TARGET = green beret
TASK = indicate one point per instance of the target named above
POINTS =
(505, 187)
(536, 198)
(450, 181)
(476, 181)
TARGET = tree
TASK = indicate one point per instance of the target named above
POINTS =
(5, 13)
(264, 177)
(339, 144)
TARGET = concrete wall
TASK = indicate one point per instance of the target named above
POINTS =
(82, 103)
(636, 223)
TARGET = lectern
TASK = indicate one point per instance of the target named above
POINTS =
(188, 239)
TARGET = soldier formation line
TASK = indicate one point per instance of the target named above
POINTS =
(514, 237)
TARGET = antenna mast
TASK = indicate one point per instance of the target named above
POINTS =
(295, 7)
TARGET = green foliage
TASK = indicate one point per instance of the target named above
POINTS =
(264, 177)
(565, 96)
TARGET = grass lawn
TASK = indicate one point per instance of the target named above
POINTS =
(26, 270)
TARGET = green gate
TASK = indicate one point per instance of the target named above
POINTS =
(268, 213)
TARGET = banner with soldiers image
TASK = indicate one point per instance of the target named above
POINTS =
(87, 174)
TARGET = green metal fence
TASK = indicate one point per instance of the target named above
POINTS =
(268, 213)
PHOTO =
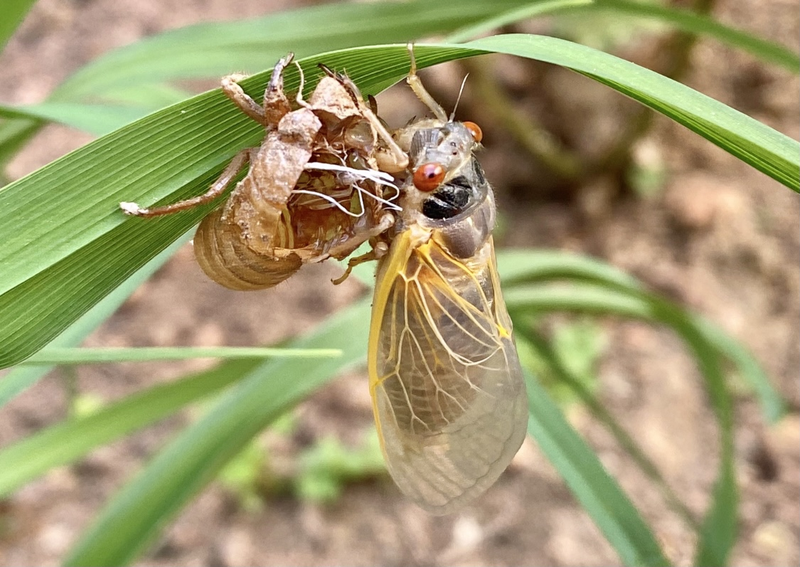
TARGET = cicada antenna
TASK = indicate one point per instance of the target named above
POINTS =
(423, 95)
(460, 92)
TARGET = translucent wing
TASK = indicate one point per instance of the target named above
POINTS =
(447, 388)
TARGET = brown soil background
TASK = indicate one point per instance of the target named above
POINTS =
(719, 237)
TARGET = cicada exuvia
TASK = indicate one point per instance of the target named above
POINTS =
(314, 188)
(447, 388)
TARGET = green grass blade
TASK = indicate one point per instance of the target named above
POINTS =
(13, 12)
(688, 21)
(97, 119)
(511, 16)
(597, 492)
(765, 149)
(719, 527)
(519, 267)
(216, 49)
(556, 364)
(19, 379)
(141, 509)
(68, 441)
(75, 356)
(67, 211)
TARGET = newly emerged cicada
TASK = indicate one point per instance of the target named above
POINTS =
(447, 389)
(314, 189)
(446, 384)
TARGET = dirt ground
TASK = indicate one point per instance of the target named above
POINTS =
(720, 237)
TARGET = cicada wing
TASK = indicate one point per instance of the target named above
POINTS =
(446, 383)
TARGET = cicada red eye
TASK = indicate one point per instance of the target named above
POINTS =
(428, 177)
(475, 130)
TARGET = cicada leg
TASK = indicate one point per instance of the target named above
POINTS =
(423, 95)
(216, 189)
(276, 104)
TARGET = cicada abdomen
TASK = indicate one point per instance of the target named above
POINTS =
(446, 382)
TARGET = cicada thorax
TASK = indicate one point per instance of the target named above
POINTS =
(310, 194)
(446, 381)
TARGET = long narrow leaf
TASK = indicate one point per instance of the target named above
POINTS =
(141, 509)
(14, 12)
(66, 442)
(19, 379)
(74, 356)
(520, 267)
(216, 49)
(719, 529)
(688, 21)
(597, 492)
(68, 212)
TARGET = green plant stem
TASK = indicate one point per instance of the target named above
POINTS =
(538, 343)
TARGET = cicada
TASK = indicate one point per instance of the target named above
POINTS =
(446, 384)
(447, 388)
(314, 189)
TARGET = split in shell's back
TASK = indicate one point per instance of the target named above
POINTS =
(313, 189)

+ + +

◆ **What is being asked**:
Copy every one of the rows above word for word, but leave out the pictures.

◆ **Output for this task**:
TARGET = green beret
TASK = indicate one point per instance of the target named above
POINTS =
(505, 187)
(536, 198)
(450, 181)
(476, 181)
TARGET = tree
TASK = indicate one point per instance of the target named above
POINTS =
(5, 13)
(264, 177)
(339, 144)
TARGET = concrete wall
TASK = indicate one point per instance of the target named above
POINTS =
(82, 103)
(636, 223)
TARGET = lectern
TASK = indicate one point per instance of the target named above
POINTS =
(188, 239)
TARGET = soldier formation line
TASK = indicate one point per instance of the target named above
POINTS =
(514, 237)
TARGET = antenna mast
TASK = indicate one point per instance of the target named above
POINTS =
(295, 7)
TARGET = green foliage
TASK = indicate one point per instance of the target named above
POINTS =
(264, 177)
(565, 96)
TARGET = grass lawn
TASK = indicate one point per instance of the target named above
POINTS =
(26, 270)
TARGET = green gate
TASK = indicate one point per instance of the target named above
POINTS =
(268, 213)
TARGET = banner with soldiers image
TASK = indicate one point per instance of the target named above
POINTS =
(87, 174)
TARGET = green metal fence
TASK = indicate one point per instance of the target named above
POINTS =
(268, 213)
PHOTO =
TARGET = cicada antenna
TASK = indicate one point per instance of the target named above
POINTS =
(423, 95)
(460, 92)
TARGET = translucent wing
TASK = indicate one point per instance of the target named above
POINTS =
(447, 388)
TARGET = brown soil background
TASK = indicate one point per instance of the target named above
POINTS =
(719, 237)
TARGET = cicada exuvia
TASK = indicate one point per instance of the target named above
POINTS =
(314, 188)
(447, 388)
TARGET = green grass blade
TASK = indicate one point per instance of the target named above
POINTS =
(13, 12)
(688, 21)
(97, 119)
(511, 16)
(597, 492)
(765, 149)
(719, 527)
(519, 267)
(216, 49)
(556, 364)
(19, 379)
(141, 509)
(68, 441)
(75, 356)
(67, 211)
TARGET = newly emerged cicada
TASK = indicate one point per instance of the target named above
POINTS =
(447, 389)
(314, 189)
(446, 384)
TARGET = dirt ground
TASK = indicate one point per instance of the target named above
POINTS =
(720, 237)
TARGET = cicada wing
TASK = indicate one point per instance of the target named above
POINTS =
(446, 383)
TARGET = cicada red eye
TASK = indicate one point per instance of the target named above
POINTS =
(428, 177)
(475, 130)
TARGET = cicada leg
TASK = indicate one point per instance of the target named above
POINTS =
(423, 95)
(216, 189)
(276, 104)
TARGET = cicada abdomen
TASK = indicate one point per instance of the target named above
POINTS =
(446, 382)
TARGET = cicada thorax
TASK = indicate one point per instance of the target named above
POINTS =
(310, 194)
(446, 381)
TARGET = long narrow leaf
TASK = indicate one point per instance of the target named above
POINTS =
(141, 509)
(14, 12)
(66, 442)
(19, 379)
(74, 356)
(520, 267)
(216, 49)
(719, 529)
(688, 21)
(597, 492)
(68, 212)
TARGET = green plant stem
TASK = indicate one point per instance of the target named above
POINTS =
(538, 343)
TARGET = cicada
TASK = indicate one point per instance of the target named above
POINTS =
(446, 384)
(447, 388)
(314, 189)
TARGET = split in shell's back
TASK = indicate one point per instance of the target named above
POINTS =
(313, 189)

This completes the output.